Required work: If an entry below contains an image, drop the image and retype the rest exactly.

Material shown:
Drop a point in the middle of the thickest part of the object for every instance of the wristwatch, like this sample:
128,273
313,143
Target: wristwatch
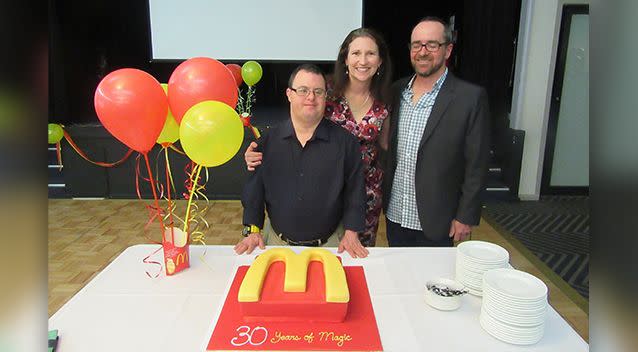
248,229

Response for this exercise:
Drop a point in the middle of the thickest part of the object for every instance of the wristwatch, like this sample:
128,273
313,143
Target: wristwatch
248,229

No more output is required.